Locate the line that contains "Where can the chocolate chip be". Print it and every subsequent line through the final line of the records, exactly and only those.

**DATA UNDER STUDY:**
○ ○ ○ ○ ○
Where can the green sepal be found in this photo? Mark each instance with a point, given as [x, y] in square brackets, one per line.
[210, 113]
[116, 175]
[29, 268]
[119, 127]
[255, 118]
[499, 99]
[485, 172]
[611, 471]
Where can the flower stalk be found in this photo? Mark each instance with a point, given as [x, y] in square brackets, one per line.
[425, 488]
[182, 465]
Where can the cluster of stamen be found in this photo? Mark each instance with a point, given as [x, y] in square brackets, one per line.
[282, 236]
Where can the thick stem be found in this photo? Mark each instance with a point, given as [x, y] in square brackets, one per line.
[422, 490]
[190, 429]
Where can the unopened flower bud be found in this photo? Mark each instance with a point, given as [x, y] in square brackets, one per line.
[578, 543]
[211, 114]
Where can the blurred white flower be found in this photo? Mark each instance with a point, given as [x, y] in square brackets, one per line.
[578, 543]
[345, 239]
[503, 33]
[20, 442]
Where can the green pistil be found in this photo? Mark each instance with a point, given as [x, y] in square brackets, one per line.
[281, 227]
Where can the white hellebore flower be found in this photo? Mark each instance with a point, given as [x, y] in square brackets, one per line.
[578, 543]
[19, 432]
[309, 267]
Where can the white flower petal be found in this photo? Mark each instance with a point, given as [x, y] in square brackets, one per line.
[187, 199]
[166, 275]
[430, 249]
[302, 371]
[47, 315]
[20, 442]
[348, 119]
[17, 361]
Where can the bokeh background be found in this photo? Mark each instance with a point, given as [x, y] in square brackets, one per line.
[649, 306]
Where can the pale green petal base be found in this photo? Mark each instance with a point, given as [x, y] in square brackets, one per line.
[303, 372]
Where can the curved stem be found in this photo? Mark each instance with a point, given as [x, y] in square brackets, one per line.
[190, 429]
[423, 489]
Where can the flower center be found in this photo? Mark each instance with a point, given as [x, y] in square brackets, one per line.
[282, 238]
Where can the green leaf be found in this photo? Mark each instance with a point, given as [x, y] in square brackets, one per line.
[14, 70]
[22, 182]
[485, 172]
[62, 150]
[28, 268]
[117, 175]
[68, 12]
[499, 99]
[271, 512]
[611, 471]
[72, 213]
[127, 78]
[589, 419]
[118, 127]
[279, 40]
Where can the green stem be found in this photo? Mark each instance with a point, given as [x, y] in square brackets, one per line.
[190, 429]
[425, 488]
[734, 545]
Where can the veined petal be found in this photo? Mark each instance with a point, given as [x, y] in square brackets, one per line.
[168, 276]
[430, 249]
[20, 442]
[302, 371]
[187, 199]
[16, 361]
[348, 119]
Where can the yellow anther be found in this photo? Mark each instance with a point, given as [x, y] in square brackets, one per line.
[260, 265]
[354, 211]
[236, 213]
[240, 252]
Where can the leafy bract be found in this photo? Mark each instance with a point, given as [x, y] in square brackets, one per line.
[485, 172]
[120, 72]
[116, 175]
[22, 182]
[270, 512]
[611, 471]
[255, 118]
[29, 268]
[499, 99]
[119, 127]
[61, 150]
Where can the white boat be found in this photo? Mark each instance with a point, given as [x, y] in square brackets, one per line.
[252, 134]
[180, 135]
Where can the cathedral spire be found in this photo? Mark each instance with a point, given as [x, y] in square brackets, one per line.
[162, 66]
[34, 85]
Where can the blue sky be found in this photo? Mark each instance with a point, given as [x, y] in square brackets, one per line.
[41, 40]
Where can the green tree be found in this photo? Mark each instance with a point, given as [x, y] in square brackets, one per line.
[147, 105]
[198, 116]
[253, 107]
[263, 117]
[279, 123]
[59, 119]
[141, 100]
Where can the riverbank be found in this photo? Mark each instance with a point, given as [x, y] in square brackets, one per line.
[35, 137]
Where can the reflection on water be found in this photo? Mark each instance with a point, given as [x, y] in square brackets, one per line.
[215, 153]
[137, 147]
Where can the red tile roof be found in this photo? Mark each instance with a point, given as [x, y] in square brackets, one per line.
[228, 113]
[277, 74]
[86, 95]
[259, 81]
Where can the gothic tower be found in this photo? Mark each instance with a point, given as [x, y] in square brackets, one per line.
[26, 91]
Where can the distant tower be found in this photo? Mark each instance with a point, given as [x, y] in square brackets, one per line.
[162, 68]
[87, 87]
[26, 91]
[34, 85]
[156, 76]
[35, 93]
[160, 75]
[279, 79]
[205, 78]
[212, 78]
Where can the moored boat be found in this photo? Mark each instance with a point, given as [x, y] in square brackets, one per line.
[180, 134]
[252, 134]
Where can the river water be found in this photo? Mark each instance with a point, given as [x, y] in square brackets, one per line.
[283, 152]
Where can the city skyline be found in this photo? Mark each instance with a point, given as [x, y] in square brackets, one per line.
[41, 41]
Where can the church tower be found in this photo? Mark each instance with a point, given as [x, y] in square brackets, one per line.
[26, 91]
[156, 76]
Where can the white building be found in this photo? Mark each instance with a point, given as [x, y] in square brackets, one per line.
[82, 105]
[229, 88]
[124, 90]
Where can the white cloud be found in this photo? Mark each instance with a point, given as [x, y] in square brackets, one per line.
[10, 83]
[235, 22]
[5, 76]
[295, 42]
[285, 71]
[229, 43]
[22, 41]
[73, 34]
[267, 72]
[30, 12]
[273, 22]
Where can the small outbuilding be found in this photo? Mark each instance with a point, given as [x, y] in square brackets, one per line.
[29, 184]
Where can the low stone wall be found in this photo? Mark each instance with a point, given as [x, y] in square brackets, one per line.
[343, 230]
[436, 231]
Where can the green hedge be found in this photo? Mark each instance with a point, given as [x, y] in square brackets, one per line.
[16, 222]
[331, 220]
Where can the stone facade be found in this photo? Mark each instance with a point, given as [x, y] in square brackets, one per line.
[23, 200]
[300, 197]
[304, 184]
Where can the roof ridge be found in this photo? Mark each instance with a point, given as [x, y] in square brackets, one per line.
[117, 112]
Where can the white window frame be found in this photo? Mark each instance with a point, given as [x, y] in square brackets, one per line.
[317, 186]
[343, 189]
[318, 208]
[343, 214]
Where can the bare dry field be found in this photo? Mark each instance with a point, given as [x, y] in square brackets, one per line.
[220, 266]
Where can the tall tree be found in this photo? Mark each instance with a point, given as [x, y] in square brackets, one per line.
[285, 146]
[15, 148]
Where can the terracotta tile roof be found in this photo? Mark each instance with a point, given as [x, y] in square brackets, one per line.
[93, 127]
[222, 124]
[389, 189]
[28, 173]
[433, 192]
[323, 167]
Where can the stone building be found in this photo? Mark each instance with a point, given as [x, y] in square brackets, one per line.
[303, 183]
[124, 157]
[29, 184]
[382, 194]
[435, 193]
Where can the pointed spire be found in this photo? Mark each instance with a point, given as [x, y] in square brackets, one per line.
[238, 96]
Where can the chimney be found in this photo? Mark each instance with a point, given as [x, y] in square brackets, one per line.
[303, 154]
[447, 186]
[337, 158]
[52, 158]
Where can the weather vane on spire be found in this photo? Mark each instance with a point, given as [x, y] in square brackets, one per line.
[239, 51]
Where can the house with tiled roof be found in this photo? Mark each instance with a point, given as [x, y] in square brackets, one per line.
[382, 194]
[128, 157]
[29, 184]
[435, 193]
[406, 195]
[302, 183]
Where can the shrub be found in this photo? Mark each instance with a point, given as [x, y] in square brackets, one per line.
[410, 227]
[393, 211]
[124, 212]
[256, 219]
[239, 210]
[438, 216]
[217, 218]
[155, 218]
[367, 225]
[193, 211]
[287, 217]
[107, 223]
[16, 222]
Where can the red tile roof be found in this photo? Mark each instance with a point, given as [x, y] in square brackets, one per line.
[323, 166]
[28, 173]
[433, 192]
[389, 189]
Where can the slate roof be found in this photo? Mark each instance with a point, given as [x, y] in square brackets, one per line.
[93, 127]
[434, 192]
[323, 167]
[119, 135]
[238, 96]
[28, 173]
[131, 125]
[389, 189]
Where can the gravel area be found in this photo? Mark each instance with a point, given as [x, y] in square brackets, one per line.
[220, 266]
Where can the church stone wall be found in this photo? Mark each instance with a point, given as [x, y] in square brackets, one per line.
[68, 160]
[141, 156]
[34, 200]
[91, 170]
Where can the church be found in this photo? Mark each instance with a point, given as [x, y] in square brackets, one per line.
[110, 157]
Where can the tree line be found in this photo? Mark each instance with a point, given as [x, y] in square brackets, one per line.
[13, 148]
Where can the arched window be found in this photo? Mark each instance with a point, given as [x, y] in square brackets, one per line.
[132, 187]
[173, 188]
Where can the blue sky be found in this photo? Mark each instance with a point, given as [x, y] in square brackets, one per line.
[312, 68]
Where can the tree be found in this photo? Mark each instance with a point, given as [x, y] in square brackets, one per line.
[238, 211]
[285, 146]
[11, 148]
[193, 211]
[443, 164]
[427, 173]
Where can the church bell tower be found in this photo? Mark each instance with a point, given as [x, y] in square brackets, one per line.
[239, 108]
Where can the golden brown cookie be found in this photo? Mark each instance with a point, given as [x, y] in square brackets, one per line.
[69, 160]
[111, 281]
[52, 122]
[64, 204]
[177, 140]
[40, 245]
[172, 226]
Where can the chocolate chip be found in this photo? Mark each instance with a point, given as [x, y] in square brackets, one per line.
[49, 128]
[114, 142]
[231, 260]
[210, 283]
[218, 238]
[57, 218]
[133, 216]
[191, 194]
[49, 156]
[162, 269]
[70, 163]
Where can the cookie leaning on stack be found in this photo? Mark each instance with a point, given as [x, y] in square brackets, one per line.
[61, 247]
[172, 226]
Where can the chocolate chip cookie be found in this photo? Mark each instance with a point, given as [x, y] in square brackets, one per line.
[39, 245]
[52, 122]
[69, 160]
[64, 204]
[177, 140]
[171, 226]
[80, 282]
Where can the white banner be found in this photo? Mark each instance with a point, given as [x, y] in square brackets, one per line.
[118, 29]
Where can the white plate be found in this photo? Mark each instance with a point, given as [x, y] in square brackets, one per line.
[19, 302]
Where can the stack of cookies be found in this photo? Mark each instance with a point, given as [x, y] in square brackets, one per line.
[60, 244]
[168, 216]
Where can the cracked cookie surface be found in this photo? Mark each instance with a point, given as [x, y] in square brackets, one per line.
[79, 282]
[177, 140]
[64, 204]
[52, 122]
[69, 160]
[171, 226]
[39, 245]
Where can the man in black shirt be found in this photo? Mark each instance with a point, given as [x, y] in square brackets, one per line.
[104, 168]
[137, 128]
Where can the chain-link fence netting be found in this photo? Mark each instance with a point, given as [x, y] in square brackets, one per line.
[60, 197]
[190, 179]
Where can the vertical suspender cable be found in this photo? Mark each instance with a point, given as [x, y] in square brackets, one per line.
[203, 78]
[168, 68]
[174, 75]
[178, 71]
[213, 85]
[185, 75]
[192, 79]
○ ○ ○ ○ ○
**EXERCISE SOLUTION:**
Where can the chocolate chip be found in this photo? Mark each instance with a point, given as [x, y] in square brackets, one per line.
[49, 128]
[114, 142]
[231, 260]
[210, 283]
[218, 238]
[57, 218]
[133, 216]
[191, 194]
[49, 156]
[162, 269]
[70, 163]
Where can the cookie leaning on stack be found in this photo? Mark each instance with a point, given as [x, y] in square brackets, one per line.
[61, 247]
[172, 226]
Where can the chocolate chip cookie be found in this photo? Mark each instance with a point, given as [x, y] in square brackets, one per line.
[39, 245]
[52, 122]
[69, 160]
[64, 204]
[177, 140]
[171, 226]
[80, 282]
Where can the white banner be found in this photo? Mark each instance with a point, given as [x, y] in square brackets, one per line.
[118, 29]
Where can the white plate be found in this photo? Mark each instance with a point, given as [x, y] in square brackets, one per line.
[19, 302]
Where can the stack of cookies be found in this photo? Mark each instance with a point, given as [x, y] in square brackets, one per line.
[60, 244]
[168, 216]
Where can the cracked cookie surface be found in this photo? Mark each instance with a point, given as [x, y] in square brackets, one per line.
[79, 282]
[177, 140]
[64, 204]
[52, 122]
[69, 160]
[171, 226]
[39, 245]
Where can the man in black shirt be found in this photo? Mark each instance with a point, given as [x, y] in square brackets, one per line.
[104, 168]
[137, 128]
Where can the chain-link fence netting be found in this photo? Mark each instance with a point, given as [x, y] in square brackets, one per line.
[60, 197]
[190, 179]
Where can the vertical suspender cable be found in this photo? Mark each instance with a point, given as [x, y] in square brackets, one per line.
[203, 78]
[168, 68]
[174, 75]
[178, 71]
[213, 85]
[185, 75]
[192, 79]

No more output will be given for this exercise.